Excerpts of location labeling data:
-.-.-
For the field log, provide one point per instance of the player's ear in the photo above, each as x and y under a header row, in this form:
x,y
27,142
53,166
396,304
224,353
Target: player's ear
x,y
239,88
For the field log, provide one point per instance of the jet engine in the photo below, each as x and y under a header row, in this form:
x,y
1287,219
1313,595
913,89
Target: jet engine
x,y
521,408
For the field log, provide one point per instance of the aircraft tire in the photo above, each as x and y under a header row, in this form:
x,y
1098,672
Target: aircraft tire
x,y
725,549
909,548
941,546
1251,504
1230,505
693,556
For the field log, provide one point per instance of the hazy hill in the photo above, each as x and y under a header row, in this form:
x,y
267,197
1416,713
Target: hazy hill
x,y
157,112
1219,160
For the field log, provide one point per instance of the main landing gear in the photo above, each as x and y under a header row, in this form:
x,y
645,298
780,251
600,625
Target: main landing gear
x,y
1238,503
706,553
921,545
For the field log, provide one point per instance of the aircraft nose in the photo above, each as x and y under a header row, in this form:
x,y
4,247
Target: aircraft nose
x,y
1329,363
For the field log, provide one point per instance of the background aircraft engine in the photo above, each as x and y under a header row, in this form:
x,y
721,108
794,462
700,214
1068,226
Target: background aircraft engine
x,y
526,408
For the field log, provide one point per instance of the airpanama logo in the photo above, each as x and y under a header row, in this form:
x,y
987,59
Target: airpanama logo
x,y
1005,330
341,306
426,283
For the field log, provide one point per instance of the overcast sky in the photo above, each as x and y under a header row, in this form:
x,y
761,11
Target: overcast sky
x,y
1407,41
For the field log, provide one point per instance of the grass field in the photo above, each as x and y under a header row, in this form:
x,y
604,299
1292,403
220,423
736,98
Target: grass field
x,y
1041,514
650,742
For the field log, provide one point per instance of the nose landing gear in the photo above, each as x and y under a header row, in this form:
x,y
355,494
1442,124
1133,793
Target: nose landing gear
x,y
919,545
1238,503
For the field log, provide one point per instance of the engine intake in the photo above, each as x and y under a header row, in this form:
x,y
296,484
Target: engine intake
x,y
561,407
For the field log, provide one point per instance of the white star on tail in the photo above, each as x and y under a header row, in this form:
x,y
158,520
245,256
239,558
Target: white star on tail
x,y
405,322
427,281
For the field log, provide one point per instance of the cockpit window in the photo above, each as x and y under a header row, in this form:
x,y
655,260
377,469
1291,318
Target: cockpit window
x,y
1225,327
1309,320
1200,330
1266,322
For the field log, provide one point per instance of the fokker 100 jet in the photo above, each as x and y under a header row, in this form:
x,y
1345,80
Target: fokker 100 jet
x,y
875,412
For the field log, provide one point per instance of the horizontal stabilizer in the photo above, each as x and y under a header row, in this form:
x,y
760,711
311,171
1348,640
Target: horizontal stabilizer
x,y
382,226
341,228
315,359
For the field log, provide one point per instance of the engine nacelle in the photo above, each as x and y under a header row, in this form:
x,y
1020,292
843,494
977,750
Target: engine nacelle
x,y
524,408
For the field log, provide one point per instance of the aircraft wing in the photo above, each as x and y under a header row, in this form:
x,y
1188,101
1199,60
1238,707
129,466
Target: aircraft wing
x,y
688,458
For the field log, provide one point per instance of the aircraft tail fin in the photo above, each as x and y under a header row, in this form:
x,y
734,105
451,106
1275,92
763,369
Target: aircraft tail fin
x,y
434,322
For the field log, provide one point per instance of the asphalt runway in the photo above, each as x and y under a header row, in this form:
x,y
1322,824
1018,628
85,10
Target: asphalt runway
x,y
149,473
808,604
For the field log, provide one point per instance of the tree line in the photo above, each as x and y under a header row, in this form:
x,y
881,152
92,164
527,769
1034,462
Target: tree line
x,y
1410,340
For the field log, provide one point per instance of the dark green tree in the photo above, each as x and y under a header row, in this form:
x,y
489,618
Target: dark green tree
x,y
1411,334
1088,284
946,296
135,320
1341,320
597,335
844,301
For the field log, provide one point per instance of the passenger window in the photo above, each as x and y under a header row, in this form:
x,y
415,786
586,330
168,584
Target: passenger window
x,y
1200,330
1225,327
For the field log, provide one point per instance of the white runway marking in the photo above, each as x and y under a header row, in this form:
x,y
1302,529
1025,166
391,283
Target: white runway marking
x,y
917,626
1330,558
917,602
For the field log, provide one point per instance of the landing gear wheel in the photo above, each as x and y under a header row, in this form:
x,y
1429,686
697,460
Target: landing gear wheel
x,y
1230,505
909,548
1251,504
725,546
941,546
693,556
-.-.-
[PROBLEM TO SOLVE]: Take the lines above and retype all of them exactly.

[EXERCISE RESULT]:
For the field log, provide one point per instance of the player's ear in the photo above, each as x and y under a header row, in this form:
x,y
27,142
53,166
396,304
224,353
Target: player's ear
x,y
239,88
For the field log, provide one point per instance of the jet engine in the photo below, each as x and y under a header row, in this form:
x,y
1287,219
1313,595
913,89
Target: jet engine
x,y
521,408
For the field log, provide one point per instance of the aircraft tire in the photo above, each as x and y under a header row, in this form:
x,y
1098,672
Target: aircraft tire
x,y
725,549
909,548
941,546
1251,504
1230,505
693,556
For the field log, provide one point per instance of the hazy hill in the photo above, each as x and y under a header row, in this form:
x,y
267,197
1416,713
Target: hazy hill
x,y
157,112
1219,160
For the field log, provide one point per instance of the main landing gear in the photo above, each as x and y under a header row, in this form:
x,y
645,298
780,251
600,625
Target: main landing gear
x,y
1238,503
706,553
921,545
For the field log, provide one point per instance of the aircraft nose in the photo above, each as x and y under a header row, in this form:
x,y
4,247
Target: aircraft nose
x,y
1329,363
For the field log, provide one point per instance of the background aircraft engine in the photo above, each as x and y under a header row, in this form:
x,y
721,108
794,462
700,214
1068,226
Target: background aircraft engine
x,y
526,408
For the field log, provide one point per instance of the airpanama logo in the photo above, each as x and y under a header row, in this form:
x,y
987,59
Target: airpanama logo
x,y
1005,330
341,306
426,283
For the field log, provide one point per instance of the overcast sky in the photo above, each as x and y under a header row, in this form:
x,y
761,11
Target: overcast sky
x,y
1407,41
For the field log, provide one point per instance of the grass field in the photo above, each as x and y under a header row, in this form:
x,y
604,299
1292,403
220,423
736,98
Target: grass field
x,y
1041,514
650,742
For the field log, provide one point per instance of the nose landing gear in the photo above, each as x and y under a header row, in this form:
x,y
355,494
1442,124
1133,793
Target: nose landing gear
x,y
919,545
1238,503
For the field log, provide one point per instance of the engine intake in the photo above, each as x and y under a header row, in this form:
x,y
296,484
Target: engine intake
x,y
561,407
For the field log, provide one point per instance of the white star on tail in the photo above, each as x and y under a header row, in this form:
x,y
158,520
245,256
239,558
Target: white star on tail
x,y
405,322
427,281
For the field log, provide one point per instance of the cockpit window in the photo above, each as x and y under a header row, in this form:
x,y
655,260
377,469
1291,318
Target: cockpit window
x,y
1225,327
1309,320
1200,330
1266,322
For the field log, provide one point per instance of the fokker 100 jet in the photo above, each as x and y under a header row, in this form:
x,y
1345,80
Target: fokker 100 jet
x,y
875,412
For the field log, provide one point per instance of the horizontal stabilizer in the photo above, each as x and y under a header row, in this form:
x,y
760,711
311,171
1348,640
Target: horizontal stabilizer
x,y
382,226
341,228
315,359
For the field log, provide one point per instance of the engine nacelle in the photo above, each as x and y under a header row, in this form:
x,y
1020,292
843,494
977,750
Target: engine nacelle
x,y
524,408
For the field log, provide one point per instance of the aircraft wing in the photo above, each as x and y under a header row, in this form:
x,y
1188,101
1199,60
1238,707
129,466
Target: aircraft wing
x,y
688,458
For the field log, provide one point per instance of the aircraft tail fin in the photo above, each as x and y under a header row, in this form:
x,y
734,105
451,106
1275,92
763,369
Target: aircraft tail fin
x,y
434,322
For the field log, provide one point per instance of the asphalt runway in the photo above, each as x and y under a header row, in this form:
x,y
1322,824
1018,628
85,10
Target: asphalt runway
x,y
149,473
808,604
For the field log, provide one point per instance of the tree line in the photo above, each as x and y under a header row, in this form:
x,y
881,152
92,164
527,769
1034,462
Target: tree line
x,y
1410,340
For the field log, provide one point per instance of the dark green tree in the photo above, each as x and y under a header row, in this form:
x,y
489,618
Target: dark green tree
x,y
1411,334
1088,284
946,296
135,320
1341,320
597,335
844,301
For the field log, provide one point per instance of the passenger window in the photo above, each as x and y under a header row, in this form:
x,y
415,786
586,330
168,584
Target: passenger window
x,y
1200,330
1225,327
For the field log, provide one point per instance of the white runway marking in the photo above, each as x and y under a header row, in this form:
x,y
1302,529
1025,166
391,283
Target: white runway marking
x,y
917,626
1330,558
917,602
For the field log, provide one point per instance of the landing gear wheel in the photo above, each as x and y under a header row, in this form:
x,y
1429,686
697,460
Target: landing gear wheel
x,y
1230,505
909,548
1251,504
725,546
941,546
693,556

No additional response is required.